- **Collected data**
<<<<
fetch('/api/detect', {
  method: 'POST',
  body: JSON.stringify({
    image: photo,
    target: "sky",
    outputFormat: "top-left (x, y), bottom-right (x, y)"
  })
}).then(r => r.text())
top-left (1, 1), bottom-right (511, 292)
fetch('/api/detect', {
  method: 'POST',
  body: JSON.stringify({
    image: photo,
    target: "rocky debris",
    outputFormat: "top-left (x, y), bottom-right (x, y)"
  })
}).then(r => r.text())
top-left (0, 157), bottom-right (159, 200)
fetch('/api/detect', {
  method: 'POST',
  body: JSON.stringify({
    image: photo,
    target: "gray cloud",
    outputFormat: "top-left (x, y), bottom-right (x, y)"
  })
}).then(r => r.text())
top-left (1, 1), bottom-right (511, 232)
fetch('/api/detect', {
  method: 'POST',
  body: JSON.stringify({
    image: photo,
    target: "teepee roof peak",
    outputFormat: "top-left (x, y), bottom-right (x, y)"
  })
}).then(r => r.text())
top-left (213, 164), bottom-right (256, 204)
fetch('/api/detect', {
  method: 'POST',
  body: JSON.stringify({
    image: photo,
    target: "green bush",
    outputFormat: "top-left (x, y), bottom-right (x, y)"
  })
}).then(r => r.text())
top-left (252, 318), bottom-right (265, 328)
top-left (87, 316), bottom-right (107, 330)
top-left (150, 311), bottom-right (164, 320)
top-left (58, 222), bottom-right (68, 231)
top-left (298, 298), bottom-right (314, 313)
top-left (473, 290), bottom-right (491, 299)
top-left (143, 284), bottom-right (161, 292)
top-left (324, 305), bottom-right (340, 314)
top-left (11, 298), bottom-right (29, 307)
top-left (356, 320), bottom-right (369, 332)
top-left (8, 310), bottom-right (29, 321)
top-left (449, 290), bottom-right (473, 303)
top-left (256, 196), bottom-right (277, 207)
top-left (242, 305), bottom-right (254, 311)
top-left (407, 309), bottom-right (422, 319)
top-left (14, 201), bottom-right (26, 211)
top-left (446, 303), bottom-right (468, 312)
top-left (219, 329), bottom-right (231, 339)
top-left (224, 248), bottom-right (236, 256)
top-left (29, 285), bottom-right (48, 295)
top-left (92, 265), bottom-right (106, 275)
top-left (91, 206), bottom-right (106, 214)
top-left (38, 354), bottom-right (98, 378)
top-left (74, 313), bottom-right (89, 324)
>>>>
- **Prompt**
Could you please reproduce each record exactly, leaving nothing out?

- **Answer section**
fetch('/api/detect', {
  method: 'POST',
  body: JSON.stringify({
    image: photo,
    target: "sky",
    outputFormat: "top-left (x, y), bottom-right (x, y)"
  })
}).then(r => r.text())
top-left (1, 1), bottom-right (511, 292)
fetch('/api/detect', {
  method: 'POST',
  body: JSON.stringify({
    image: photo,
    target: "rocky debris",
    outputFormat: "top-left (x, y), bottom-right (x, y)"
  })
}).then(r => r.text())
top-left (0, 157), bottom-right (159, 200)
fetch('/api/detect', {
  method: 'POST',
  body: JSON.stringify({
    image: photo,
    target: "gray cloud",
    outputFormat: "top-left (x, y), bottom-right (x, y)"
  })
}).then(r => r.text())
top-left (1, 1), bottom-right (511, 232)
fetch('/api/detect', {
  method: 'POST',
  body: JSON.stringify({
    image: photo,
    target: "teepee roof peak",
    outputFormat: "top-left (x, y), bottom-right (x, y)"
  })
}).then(r => r.text())
top-left (213, 164), bottom-right (256, 204)
fetch('/api/detect', {
  method: 'POST',
  body: JSON.stringify({
    image: photo,
    target: "green bush",
    outputFormat: "top-left (x, y), bottom-right (x, y)"
  })
}).then(r => r.text())
top-left (252, 318), bottom-right (265, 328)
top-left (87, 316), bottom-right (107, 330)
top-left (150, 311), bottom-right (164, 320)
top-left (58, 222), bottom-right (68, 231)
top-left (298, 298), bottom-right (314, 313)
top-left (473, 290), bottom-right (491, 299)
top-left (143, 284), bottom-right (161, 292)
top-left (324, 305), bottom-right (340, 314)
top-left (11, 298), bottom-right (29, 307)
top-left (356, 320), bottom-right (369, 332)
top-left (8, 310), bottom-right (29, 321)
top-left (449, 290), bottom-right (473, 303)
top-left (256, 196), bottom-right (277, 207)
top-left (242, 305), bottom-right (254, 311)
top-left (407, 309), bottom-right (422, 319)
top-left (14, 201), bottom-right (26, 211)
top-left (446, 303), bottom-right (468, 312)
top-left (219, 329), bottom-right (231, 339)
top-left (224, 248), bottom-right (236, 256)
top-left (29, 285), bottom-right (48, 295)
top-left (92, 265), bottom-right (106, 275)
top-left (91, 206), bottom-right (106, 214)
top-left (38, 354), bottom-right (98, 378)
top-left (74, 313), bottom-right (89, 324)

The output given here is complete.